▶ SCHRIFTLICHE AUFGABE 1
Stimmen die Aussagen (a) bis (c) mit dem folgenden Auszug zur Flüchtlingskrise überein? Beantworte jede mit Ja oder Nein und zitiere wörtlich die entscheidenden Worte des Auszugs. (a) Laut dem Kommentar aus Prag beherrscht Deutschland das Spiel der Politik sehr gut. (b) Der Kommentar zählt Österreich zu den Visegrad-Staaten. (c) Der Kommentar erwartet, dass vor allem Polen unter extremen Druck gerät.
▶ SCHRIFTLICHE AUFGABE 2
Setze den folgenden Auszug zur Flüchtlingskrise nach seinem letzten Satz fort.

▶ GEZEIGTER TEXTAUSZUG

========================

Internationale Pressestimmen zur Flüchtlingskrise

Internationale Pressekommentare befassen sich auch am Montag mit der Flüchtlingskrise in Europa.
Lidove noviny,
Prag:
"Die Politik ist ein sehr hartes und zuweilen auch schmutziges Spiel. Und
Deutschland beherrscht diese Disziplin sehr gut. Die Schließung der Grenzen führt zu unhaltbaren Bedingungen in jenen Staaten des Schengenraums, in welche die Migranten zuerst strömen. Das erhöht den Druck auf diese Staaten, einer gemeinsamen europäischen Aktion zuzustimmen, vor allem der Umverteilung mittels Quoten. Insbesondere Ungarn dürfte unter extremen Druck geraten und könnte aus der Ablehnungsfront der Visegrad-Staaten (Polen, Tschechien, Slowakei und Ungarn) ausscheren. (...) Die Politik ist ein schmutziges Geschäft. Es bleibt zu hoffen, dass das deutsche 'Vorübergehend' nicht 23 Jahre andauert."

========================

▶ BEREITGESTELLTES MATERIAL

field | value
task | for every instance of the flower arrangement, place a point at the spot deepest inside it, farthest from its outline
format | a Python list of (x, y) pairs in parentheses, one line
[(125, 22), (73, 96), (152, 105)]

========================

▶ ERGEBNIS DER AUFGABE 1
(a) Ja: „Deutschland beherrscht diese Disziplin sehr gut.“
(b) Nein: „(Polen, Tschechien, Slowakei und Ungarn)“
(c) Nein: „Insbesondere Ungarn dürfte unter extremen Druck geraten“

▶ ERGEBNIS DER AUFGABE 2
Pravo,
Prag:
"Tschechiens Ministerpräsident Bohuslav Sobotka hat wiederholt betont, dass er Flüchtlingsquoten nicht zustimmen kann. (...) Sobotkas Kritik richtet sich nicht gegen die Europäische Union als solche. Tschechien gehört für ihn in die EU. Aber er ist nicht bereit, angesichts der Absichten der Kommission die Rolle des nützlichen Idioten oder eines Vasallenstaats zu spielen. Sobotka will das Prinzip der Freiwilligkeit bei der Entscheidung durchsetzen, wie viele Flüchtlinge jedes Land aufnimmt. Die heimische Politikszene steht mehrheitlich hinter dem Ministerpräsidenten."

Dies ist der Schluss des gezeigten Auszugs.